Required action ▸ Search through the entries for the word "autumn" and copy every line that has it.
▼▼▼
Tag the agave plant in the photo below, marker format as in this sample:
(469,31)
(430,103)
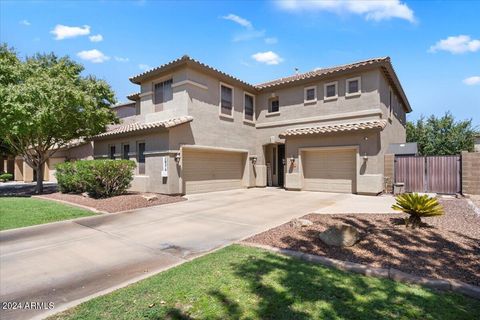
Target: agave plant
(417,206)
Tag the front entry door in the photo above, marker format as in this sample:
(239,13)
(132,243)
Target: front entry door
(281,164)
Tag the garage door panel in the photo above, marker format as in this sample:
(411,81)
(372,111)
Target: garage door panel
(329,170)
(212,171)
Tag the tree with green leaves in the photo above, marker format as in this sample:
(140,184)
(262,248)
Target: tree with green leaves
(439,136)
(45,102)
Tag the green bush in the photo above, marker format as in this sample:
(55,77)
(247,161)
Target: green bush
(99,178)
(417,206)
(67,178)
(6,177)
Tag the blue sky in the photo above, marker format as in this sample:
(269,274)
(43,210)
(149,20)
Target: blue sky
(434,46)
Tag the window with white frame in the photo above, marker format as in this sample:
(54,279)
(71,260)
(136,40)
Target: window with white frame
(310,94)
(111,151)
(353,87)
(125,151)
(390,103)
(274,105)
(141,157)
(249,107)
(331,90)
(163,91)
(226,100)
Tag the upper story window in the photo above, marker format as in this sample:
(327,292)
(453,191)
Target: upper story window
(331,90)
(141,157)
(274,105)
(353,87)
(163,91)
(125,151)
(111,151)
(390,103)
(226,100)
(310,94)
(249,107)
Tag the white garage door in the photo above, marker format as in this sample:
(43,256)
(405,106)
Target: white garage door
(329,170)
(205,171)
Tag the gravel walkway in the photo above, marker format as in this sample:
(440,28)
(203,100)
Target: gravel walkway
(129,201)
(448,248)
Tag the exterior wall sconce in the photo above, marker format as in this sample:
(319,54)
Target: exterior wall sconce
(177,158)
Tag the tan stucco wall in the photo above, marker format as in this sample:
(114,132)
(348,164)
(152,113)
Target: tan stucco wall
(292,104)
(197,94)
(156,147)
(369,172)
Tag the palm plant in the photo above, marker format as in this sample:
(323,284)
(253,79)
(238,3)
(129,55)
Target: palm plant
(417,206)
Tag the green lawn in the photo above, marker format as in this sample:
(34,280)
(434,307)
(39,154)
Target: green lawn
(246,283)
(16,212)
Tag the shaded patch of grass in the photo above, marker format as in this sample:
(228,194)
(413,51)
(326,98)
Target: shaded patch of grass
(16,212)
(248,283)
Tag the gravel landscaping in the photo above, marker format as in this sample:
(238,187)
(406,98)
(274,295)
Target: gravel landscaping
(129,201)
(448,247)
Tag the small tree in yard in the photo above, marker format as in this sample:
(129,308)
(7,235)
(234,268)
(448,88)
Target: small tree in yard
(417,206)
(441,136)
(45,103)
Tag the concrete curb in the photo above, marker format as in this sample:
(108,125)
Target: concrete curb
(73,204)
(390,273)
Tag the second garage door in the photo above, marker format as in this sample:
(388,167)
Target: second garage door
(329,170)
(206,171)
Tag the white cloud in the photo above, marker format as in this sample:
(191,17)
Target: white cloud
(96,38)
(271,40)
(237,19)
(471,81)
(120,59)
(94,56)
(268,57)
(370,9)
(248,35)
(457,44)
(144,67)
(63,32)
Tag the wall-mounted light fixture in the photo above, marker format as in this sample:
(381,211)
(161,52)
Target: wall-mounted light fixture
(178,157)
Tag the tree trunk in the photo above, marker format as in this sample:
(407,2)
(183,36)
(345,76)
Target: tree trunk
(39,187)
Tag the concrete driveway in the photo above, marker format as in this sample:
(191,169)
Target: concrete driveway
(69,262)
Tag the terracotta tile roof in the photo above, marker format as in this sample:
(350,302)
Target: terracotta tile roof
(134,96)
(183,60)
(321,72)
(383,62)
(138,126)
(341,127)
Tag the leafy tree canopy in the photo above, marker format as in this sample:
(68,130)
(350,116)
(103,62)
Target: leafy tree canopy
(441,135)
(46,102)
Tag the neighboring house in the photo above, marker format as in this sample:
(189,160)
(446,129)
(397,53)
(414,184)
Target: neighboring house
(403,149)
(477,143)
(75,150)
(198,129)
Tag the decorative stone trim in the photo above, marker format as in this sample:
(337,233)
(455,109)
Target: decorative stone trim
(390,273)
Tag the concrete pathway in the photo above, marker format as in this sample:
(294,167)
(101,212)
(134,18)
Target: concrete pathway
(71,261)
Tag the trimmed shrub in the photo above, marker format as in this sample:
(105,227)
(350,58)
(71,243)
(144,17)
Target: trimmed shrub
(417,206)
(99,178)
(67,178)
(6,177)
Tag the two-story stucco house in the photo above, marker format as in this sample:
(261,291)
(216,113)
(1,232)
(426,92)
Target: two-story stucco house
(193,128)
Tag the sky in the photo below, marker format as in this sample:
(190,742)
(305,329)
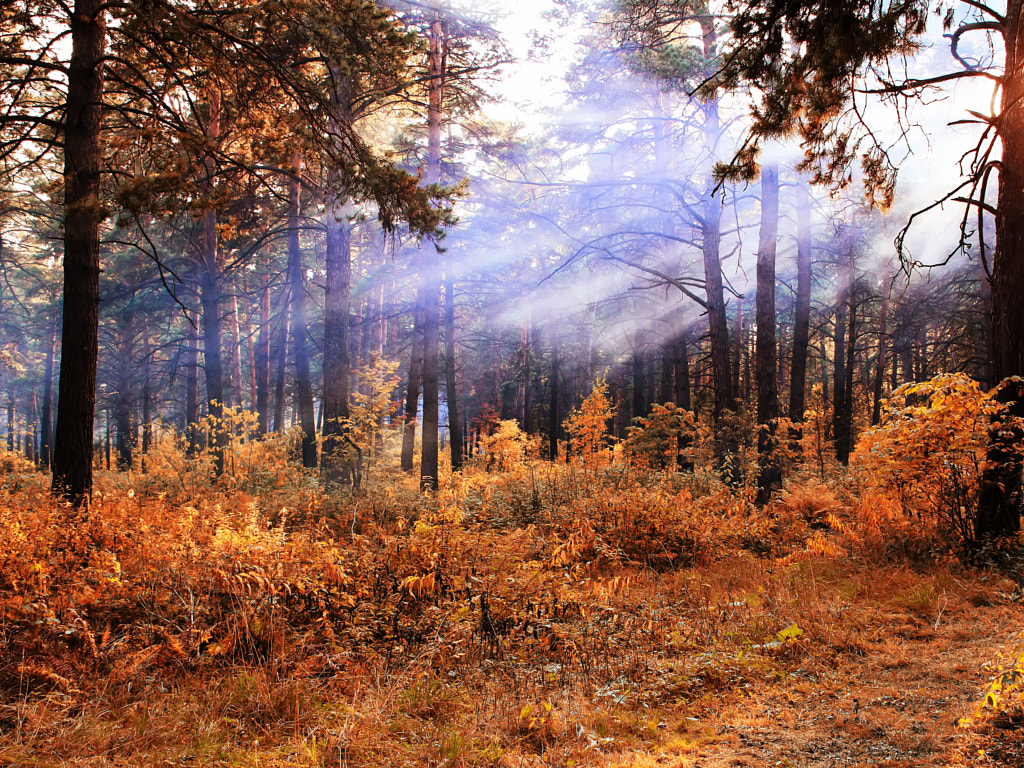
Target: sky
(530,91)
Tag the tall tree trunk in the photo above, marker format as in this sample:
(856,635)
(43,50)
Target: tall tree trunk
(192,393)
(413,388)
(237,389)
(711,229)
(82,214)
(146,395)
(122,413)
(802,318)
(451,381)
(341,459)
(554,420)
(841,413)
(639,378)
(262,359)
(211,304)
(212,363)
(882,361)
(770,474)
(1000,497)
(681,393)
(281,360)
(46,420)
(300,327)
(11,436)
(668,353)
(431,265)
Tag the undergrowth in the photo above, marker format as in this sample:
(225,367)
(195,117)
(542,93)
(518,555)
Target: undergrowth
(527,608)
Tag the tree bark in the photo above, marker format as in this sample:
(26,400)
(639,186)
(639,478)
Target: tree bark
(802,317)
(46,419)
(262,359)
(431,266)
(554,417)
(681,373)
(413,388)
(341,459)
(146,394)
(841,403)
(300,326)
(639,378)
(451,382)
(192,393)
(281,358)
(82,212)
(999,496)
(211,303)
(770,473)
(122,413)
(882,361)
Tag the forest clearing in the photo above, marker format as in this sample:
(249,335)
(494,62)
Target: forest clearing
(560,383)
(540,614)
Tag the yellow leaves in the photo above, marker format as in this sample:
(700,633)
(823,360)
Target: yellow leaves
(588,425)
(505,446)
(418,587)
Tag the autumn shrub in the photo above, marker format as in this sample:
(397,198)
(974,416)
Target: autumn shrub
▲▲▲
Result of this task ▸
Tag the autumn shrub in the photo above, marker format as in this sample:
Target: autumn shrub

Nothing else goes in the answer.